_SUPPLIED RECORDS_.
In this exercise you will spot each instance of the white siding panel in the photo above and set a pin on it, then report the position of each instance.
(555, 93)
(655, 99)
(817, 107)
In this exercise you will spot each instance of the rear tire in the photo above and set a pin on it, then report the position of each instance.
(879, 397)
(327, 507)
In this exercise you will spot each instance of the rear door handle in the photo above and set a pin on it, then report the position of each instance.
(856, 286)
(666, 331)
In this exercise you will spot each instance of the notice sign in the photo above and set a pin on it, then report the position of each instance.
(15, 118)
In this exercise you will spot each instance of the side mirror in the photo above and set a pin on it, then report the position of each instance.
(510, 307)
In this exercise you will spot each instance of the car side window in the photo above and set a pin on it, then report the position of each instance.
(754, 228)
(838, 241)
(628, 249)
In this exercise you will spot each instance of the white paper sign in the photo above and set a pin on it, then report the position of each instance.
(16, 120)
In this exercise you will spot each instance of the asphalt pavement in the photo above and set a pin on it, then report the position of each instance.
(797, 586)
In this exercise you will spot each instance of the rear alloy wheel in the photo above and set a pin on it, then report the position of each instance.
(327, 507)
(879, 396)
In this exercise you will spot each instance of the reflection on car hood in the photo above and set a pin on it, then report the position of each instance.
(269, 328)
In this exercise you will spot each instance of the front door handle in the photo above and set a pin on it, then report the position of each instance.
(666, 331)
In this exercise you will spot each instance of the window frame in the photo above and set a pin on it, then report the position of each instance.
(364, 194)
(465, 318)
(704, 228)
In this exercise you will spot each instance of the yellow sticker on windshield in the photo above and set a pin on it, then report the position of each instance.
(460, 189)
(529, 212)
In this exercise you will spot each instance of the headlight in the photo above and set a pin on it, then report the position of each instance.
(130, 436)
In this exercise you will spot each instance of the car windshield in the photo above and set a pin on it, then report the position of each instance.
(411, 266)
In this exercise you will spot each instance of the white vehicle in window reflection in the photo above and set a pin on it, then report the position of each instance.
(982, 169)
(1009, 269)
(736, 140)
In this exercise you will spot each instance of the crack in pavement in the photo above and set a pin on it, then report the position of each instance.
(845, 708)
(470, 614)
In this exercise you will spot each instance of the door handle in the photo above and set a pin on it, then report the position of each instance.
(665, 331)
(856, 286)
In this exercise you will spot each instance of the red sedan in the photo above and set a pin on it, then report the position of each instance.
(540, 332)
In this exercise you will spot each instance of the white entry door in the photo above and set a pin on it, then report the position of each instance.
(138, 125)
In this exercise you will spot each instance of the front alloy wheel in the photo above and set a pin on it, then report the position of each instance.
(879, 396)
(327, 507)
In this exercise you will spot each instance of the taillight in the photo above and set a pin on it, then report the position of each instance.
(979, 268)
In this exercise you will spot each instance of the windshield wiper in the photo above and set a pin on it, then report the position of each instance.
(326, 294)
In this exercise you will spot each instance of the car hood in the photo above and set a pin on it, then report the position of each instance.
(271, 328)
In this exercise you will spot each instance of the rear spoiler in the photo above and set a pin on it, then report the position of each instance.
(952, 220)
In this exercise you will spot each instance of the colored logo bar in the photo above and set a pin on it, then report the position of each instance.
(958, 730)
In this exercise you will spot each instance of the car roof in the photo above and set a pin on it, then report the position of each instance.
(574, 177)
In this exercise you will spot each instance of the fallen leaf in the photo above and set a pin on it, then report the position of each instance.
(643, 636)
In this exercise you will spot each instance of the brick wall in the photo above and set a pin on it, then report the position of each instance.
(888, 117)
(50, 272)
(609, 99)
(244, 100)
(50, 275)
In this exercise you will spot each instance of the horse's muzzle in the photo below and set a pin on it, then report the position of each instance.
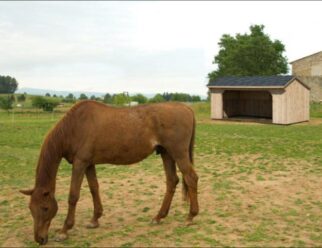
(42, 241)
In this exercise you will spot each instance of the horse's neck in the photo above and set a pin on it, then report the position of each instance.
(48, 163)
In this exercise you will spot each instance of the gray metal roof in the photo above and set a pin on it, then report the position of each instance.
(251, 81)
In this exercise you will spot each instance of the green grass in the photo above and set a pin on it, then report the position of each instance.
(259, 186)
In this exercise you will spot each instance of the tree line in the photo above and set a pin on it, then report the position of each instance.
(49, 102)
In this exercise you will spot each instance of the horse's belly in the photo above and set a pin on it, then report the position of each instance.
(122, 156)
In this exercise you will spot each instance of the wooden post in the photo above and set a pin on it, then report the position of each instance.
(217, 104)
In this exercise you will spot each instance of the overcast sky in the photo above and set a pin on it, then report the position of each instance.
(143, 47)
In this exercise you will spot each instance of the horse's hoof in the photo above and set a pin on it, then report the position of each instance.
(61, 237)
(155, 221)
(92, 224)
(188, 222)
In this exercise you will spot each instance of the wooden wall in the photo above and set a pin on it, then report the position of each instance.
(291, 105)
(247, 103)
(216, 104)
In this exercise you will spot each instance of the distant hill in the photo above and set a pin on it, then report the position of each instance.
(42, 92)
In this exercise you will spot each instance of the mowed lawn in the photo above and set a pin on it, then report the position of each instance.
(259, 185)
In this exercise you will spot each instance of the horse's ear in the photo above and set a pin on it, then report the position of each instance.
(27, 191)
(46, 193)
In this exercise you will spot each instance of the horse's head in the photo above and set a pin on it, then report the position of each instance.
(43, 207)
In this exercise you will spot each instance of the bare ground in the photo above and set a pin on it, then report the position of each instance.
(270, 207)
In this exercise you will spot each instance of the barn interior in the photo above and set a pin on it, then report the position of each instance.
(246, 104)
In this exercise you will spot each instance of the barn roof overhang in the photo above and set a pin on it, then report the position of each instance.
(232, 85)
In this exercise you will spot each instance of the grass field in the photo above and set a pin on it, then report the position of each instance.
(259, 185)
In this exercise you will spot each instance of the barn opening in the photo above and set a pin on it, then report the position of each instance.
(247, 104)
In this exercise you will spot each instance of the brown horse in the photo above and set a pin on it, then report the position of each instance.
(92, 133)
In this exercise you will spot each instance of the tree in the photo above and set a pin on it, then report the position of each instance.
(120, 99)
(8, 84)
(93, 97)
(21, 98)
(108, 98)
(195, 98)
(83, 97)
(47, 104)
(70, 98)
(6, 102)
(157, 98)
(140, 98)
(249, 55)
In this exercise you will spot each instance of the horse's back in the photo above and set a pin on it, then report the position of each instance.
(105, 134)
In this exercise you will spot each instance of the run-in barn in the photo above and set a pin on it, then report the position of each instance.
(281, 99)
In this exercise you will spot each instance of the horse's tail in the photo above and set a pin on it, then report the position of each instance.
(185, 195)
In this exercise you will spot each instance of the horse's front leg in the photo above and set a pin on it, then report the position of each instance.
(76, 182)
(93, 186)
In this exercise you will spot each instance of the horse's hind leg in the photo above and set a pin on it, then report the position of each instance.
(172, 181)
(191, 179)
(93, 186)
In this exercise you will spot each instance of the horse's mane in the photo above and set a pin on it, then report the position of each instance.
(52, 148)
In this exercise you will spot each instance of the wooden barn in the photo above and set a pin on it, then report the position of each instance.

_YOUR INSTRUCTIONS_.
Exactly what appears in the records above must be returned, apart from the pictures.

_RESULT OF THE EXERCISE_.
In this exercise you will spot each instance of the white siding panel in the photo above and set a pin on it, then report the position of each instance.
(555, 93)
(655, 99)
(817, 107)
In this exercise you will spot each instance of the rear tire in the photo above and set a pin on it, then report the position of each instance.
(879, 397)
(327, 507)
In this exercise you will spot each instance of the rear door handle in the photo above and set a pin on it, then report the position of each instance.
(856, 286)
(666, 331)
In this exercise you will spot each instance of the notice sign in the photo above and set a pin on it, then report the position of each instance.
(15, 118)
In this exercise you will spot each instance of the side mirror in the photo above and set a pin on it, then report the position of each instance.
(510, 307)
In this exercise you will spot each instance of the car side window in the photo above and set a pin on it, then report the position of each instance.
(754, 228)
(838, 241)
(628, 249)
In this exercise you will spot each instance of the white paper sign in the photo above and set a pin on it, then report the position of each instance.
(16, 120)
In this exercise you will spot each instance of the asphalt pavement in the photo above and set a pin on it, then report the position of each instance.
(797, 586)
In this exercise you will spot each instance of the rear alloy wheel in the photo above and set a pin on it, then report the position of each instance.
(327, 507)
(879, 396)
In this exercise you will spot each instance of the reflection on car hood in the photo above and set a pin on it, then report the position of each instance.
(269, 328)
In this exercise you will spot each instance of the front door handle in the photo above and set a pin on it, then report the position of each instance.
(666, 331)
In this exercise you will spot each instance of the window frame in the photo above and set a pin on it, then report the position of each instance.
(364, 194)
(465, 318)
(704, 228)
In this exercise you will spot each instance of the yellow sticker on windshield in the photo above and set a pin on it, then report the position of each instance.
(460, 189)
(529, 212)
In this exercise you will spot each instance of the headlight in the photo above and set a pin on it, then report the position of each instance.
(130, 436)
In this exercise you will spot each instance of the car windshield in the photo above and set a pin on it, then report the position of each instance.
(411, 266)
In this exercise you will spot each instance of the white vehicle in window reflection in the photo above and set a pin on it, then report the position of each instance.
(982, 169)
(1009, 269)
(736, 140)
In this exercise you will spot each instance of the crack in pavement in the photo above and set a pin on it, then report the position of each instance.
(845, 708)
(470, 614)
In this exercise you will spot each instance of the door handle in the photo above and set a pin on it, then report the position of each instance.
(665, 331)
(856, 286)
In this exercise you will spot each instance of the red sedan in the photo above and set a pin on it, then report the position of each instance.
(540, 332)
In this exercise you will spot each instance of the white entry door in the photo above and set a pin on it, then report the position of each instance.
(138, 125)
In this exercise you will spot each instance of the front alloy wheel in the photo above and set a pin on it, then report the position of each instance.
(879, 396)
(327, 507)
In this exercise you will spot each instance of the taillight in the photo above and set a pin on it, then report the position of each instance.
(979, 268)
In this exercise you will spot each instance of the windshield wiper in the photo above and set a pin on it, then report the position of each instance.
(326, 294)
In this exercise you will spot each instance of the car hood in the photo above and set a pin on it, then report the position of each instance.
(271, 328)
In this exercise you will spot each instance of the rear spoiler in the photo above and set a pin on it, then report the position of each instance.
(952, 220)
In this exercise you will spot each instance of the colored logo bar in the photo above and set a pin on it, then report the position of each instance.
(958, 730)
In this exercise you will spot each instance of the car roof in the photo above and set a pin on it, then report the position of each instance.
(574, 177)
In this exercise you will spot each instance of the fallen leaf in the photo above and set a pin on it, then report the position of each instance.
(643, 636)
In this exercise you will spot each instance of the brick wall in the photo above and set a pin on it, then report the position of each instance.
(888, 117)
(50, 272)
(609, 99)
(244, 100)
(50, 275)
In this exercise you will spot each instance of the horse's muzzle in the photo below and set a pin on it, then report the position of each instance.
(42, 241)
In this exercise you will spot each instance of the horse's neck in the photo above and set a pin on it, then report the position of each instance.
(48, 163)
In this exercise you will spot each instance of the gray metal roof in the photo above and set a pin on it, then report the position of each instance.
(251, 81)
In this exercise you will spot each instance of the green grass in the photo above and set a pin on it, then report the position of each instance.
(259, 186)
In this exercise you will spot each instance of the tree line in the photo above and set a pin on it, then report the position of each instance.
(49, 102)
In this exercise you will spot each instance of the horse's belly in the photo above and set a pin on it, then report the position of each instance.
(122, 156)
In this exercise you will spot each instance of the wooden post in the photo above and set a pin on it, then report the position of each instance.
(217, 104)
In this exercise you will spot each instance of the overcast sky in the photo above and set a pin on it, then report the position of each instance.
(143, 47)
In this exercise you will spot each instance of the horse's hoof in the photo above and set a pin on it, then report the position of each instance.
(61, 237)
(155, 221)
(92, 224)
(188, 222)
In this exercise you will spot each instance of the wooden wall in the photo above and set a pin on it, then report the position of each instance.
(291, 105)
(247, 103)
(216, 104)
In this exercise you will spot each instance of the distant hill in the photo above and set a pin on it, then report the position of each instance.
(42, 92)
In this exercise you will spot each instance of the mowed lawn in the photo above and set a pin on it, then report the position of each instance.
(259, 185)
In this exercise you will spot each instance of the horse's ear in the photo above and set a pin on it, then report the position of each instance.
(27, 191)
(46, 193)
In this exercise you will spot each instance of the horse's head in the photo above and set a pin on it, then report the position of each instance.
(43, 207)
In this exercise you will spot each instance of the bare ground in the photo above and set a pin on it, then report the position of each instance.
(270, 207)
In this exercise you will spot each instance of the barn interior in the photo above and set a pin on it, then report the position of each instance.
(246, 104)
In this exercise you will spot each instance of the barn roof overhang in the photo above and set a pin on it, then report the position of each instance.
(232, 85)
In this exercise you will spot each instance of the grass field in the photo above and set a pin on it, then report the position of each instance.
(259, 185)
In this exercise you will spot each instance of the barn opening in the photo above and set a pin on it, then report the position of each instance.
(247, 104)
In this exercise you will spot each instance of the brown horse in the photo above and set a pin on it, then report the position of each instance.
(92, 133)
In this exercise you will spot each instance of the tree in the photo above and set a pin on it, then report the position of each instance.
(120, 99)
(8, 84)
(93, 97)
(21, 98)
(108, 98)
(195, 98)
(83, 97)
(47, 104)
(70, 98)
(6, 102)
(157, 98)
(140, 98)
(249, 55)
In this exercise you will spot each instance of the horse's back in the photo above and set a pin on it, then report the position of each instance.
(105, 134)
In this exercise you will spot each instance of the run-in barn in the photo above and set a pin on it, then report the position of each instance.
(281, 99)
In this exercise you will spot each instance of the horse's tail in the photo above and set a pin on it, then report the position of each instance.
(185, 195)
In this exercise you will spot each instance of the horse's front leg in the photo above and set a pin on it, then report the position of each instance.
(76, 182)
(93, 186)
In this exercise you will spot each instance of the horse's hind leg in the photo above and set a pin on it, then report the position of each instance.
(172, 181)
(191, 179)
(93, 186)
In this exercise you will spot each instance of the horse's mane in the photo above and set a pin on it, then report the position of each instance.
(52, 148)
In this exercise you will spot each instance of the wooden barn in the photo above and set a pin on it, then report the position of each instance.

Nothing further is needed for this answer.